TASK REQUIREMENTS
The exact lines of the listing, from its first through the line that contains "the player's outstretched", are to make up the answer, and pictures are to be left out.

PROVIDED MATERIAL
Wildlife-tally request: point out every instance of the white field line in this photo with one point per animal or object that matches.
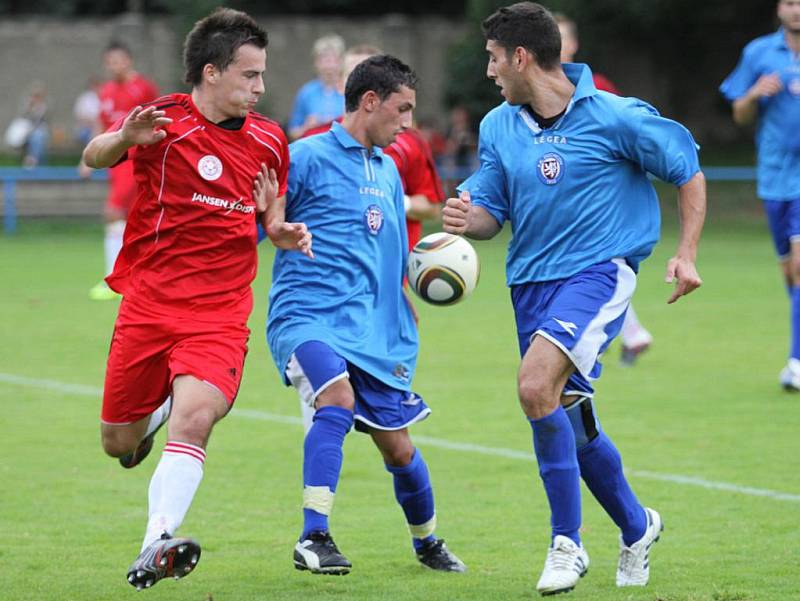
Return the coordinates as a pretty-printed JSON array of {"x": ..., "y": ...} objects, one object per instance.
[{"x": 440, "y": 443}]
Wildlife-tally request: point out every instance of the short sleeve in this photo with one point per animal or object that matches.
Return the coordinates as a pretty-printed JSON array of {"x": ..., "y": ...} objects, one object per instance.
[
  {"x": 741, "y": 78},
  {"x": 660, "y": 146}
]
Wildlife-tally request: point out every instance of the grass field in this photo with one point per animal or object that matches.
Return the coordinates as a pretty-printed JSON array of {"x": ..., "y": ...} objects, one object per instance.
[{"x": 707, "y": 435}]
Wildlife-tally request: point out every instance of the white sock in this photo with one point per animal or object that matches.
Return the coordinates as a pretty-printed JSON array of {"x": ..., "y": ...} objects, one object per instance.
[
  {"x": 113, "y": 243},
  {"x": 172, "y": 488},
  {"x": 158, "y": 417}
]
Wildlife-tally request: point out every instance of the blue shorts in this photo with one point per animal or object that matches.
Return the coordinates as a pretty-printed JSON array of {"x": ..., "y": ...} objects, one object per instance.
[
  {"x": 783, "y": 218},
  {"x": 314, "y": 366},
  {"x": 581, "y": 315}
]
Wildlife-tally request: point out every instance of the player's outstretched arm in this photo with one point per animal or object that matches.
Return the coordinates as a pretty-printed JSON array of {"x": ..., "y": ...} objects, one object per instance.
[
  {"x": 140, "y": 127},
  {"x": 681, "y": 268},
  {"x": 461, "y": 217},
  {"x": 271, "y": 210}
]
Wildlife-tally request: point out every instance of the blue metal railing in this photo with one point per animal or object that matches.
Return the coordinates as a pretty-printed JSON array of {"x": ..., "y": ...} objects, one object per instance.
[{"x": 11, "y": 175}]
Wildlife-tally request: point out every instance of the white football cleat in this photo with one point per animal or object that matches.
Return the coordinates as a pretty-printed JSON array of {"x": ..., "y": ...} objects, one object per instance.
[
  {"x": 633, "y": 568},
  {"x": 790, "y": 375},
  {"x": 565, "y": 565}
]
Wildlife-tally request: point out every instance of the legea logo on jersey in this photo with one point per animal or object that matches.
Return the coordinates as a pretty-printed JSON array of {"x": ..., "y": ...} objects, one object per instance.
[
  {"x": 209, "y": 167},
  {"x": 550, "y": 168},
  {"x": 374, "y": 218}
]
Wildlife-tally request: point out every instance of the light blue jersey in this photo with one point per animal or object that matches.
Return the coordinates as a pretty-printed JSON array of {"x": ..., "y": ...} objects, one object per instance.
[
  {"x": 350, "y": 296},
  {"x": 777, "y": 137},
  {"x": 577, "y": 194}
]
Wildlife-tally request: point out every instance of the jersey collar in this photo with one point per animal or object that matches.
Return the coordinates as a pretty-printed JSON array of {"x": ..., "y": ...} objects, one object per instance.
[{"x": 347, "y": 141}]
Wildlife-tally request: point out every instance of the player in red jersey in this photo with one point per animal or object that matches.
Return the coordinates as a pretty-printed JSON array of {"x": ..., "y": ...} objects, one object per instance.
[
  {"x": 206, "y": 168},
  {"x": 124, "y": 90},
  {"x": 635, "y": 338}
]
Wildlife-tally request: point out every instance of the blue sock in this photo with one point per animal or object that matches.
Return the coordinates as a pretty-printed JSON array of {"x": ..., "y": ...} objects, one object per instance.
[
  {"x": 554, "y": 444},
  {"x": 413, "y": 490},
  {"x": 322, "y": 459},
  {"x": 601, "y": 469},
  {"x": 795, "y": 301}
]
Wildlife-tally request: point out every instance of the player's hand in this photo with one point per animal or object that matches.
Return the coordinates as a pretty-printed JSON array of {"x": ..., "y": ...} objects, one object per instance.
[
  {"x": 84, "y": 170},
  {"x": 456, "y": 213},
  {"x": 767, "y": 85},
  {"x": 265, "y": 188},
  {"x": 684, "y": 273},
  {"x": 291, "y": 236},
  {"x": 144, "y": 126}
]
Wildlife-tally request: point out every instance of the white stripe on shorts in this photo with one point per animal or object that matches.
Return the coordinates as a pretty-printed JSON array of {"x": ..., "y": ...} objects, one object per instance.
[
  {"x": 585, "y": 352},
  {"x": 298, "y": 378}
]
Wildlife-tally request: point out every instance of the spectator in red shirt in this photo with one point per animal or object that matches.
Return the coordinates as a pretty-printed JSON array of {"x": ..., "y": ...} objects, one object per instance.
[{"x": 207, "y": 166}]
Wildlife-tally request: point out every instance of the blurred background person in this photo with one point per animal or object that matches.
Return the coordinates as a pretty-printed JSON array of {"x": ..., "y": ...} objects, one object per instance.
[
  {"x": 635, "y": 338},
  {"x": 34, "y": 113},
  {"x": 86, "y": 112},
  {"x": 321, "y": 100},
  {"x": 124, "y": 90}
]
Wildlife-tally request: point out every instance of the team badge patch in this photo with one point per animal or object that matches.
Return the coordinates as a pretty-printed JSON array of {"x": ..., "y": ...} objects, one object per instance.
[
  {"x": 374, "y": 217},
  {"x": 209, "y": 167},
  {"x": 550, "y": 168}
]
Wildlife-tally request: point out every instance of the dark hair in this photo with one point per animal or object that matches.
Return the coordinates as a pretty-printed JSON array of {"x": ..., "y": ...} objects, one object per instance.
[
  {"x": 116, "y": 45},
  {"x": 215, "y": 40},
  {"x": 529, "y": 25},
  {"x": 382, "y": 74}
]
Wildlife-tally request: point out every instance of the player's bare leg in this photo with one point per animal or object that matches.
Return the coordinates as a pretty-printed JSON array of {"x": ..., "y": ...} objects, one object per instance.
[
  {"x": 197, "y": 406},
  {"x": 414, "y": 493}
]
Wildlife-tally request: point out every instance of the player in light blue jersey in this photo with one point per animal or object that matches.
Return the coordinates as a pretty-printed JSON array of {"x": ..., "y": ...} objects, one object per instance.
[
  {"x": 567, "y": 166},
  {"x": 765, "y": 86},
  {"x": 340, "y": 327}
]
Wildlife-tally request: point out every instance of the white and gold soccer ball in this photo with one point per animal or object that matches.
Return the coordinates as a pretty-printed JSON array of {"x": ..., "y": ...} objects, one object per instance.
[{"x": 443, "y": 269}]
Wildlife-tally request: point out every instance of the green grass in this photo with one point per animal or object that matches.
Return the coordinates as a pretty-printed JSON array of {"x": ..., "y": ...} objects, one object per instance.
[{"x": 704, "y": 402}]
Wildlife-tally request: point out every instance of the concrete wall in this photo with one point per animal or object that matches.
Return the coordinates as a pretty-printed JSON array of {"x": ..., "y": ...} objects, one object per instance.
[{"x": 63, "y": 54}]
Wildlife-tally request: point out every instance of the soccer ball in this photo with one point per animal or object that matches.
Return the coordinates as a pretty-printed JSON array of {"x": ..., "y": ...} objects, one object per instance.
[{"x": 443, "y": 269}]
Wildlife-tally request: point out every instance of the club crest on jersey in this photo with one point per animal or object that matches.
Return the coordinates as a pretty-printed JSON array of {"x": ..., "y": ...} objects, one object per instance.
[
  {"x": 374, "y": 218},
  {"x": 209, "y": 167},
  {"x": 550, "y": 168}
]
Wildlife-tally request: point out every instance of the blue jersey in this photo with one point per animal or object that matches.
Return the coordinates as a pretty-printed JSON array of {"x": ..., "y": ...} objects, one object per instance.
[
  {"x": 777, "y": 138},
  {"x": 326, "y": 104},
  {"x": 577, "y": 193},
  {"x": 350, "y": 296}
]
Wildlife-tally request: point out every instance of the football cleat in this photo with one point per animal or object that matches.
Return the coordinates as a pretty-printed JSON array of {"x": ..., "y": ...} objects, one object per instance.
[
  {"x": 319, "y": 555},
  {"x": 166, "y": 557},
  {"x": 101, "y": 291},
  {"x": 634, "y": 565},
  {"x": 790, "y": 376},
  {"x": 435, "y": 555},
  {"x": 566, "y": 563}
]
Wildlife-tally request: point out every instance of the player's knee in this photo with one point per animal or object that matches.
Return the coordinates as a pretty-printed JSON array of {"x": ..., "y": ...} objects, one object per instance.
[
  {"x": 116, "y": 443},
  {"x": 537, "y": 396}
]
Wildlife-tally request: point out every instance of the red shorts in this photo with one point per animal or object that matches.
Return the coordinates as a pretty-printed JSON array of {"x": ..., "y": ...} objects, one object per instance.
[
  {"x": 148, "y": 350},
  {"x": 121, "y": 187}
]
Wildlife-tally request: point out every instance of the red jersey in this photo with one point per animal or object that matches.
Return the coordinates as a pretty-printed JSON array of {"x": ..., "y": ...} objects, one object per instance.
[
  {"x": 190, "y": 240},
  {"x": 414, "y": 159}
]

EXPECTED ANSWER
Wildlife-tally request: point out every instance of the white field line in this photo with one point per animal or object that matches.
Return the coordinates as a pretty-printed JSON array of {"x": ..., "y": ...} objects, one object per instance.
[{"x": 440, "y": 443}]
Wildlife-tally request: point out every instance of the short sleeve in this photo with one point per animal or object that matches.
Return the coordinates as a pretty-printed JSON array of {"x": ..., "y": ...} objects, one object per instance.
[
  {"x": 741, "y": 78},
  {"x": 660, "y": 146}
]
Wildlife-tally request: point out every instance of the grass field in this photo with one point per animal or object that matches.
Return the coordinates as a pretty-printed JSON array of {"x": ..., "y": ...} objects, one object per instance.
[{"x": 707, "y": 435}]
Wildlife-tally request: point out every instance of the white sock in this photo with one point per animal or object that matches.
Return the coordinates as a pretty-printed JSON array of {"x": ..., "y": ...} objects, one object per instance.
[
  {"x": 113, "y": 243},
  {"x": 172, "y": 488},
  {"x": 158, "y": 417}
]
Wildlife-tally request: point out every instance of the blue shorts in this photo with one point per animal or object that matches.
Return the coordinates as a pretty-printed JSON array of {"x": ..., "y": ...} objects, one object per instance.
[
  {"x": 783, "y": 218},
  {"x": 314, "y": 366},
  {"x": 581, "y": 315}
]
Wildlife-tally request: point out every instance of the player's outstretched arm in this photo with one point per animal or object that matches.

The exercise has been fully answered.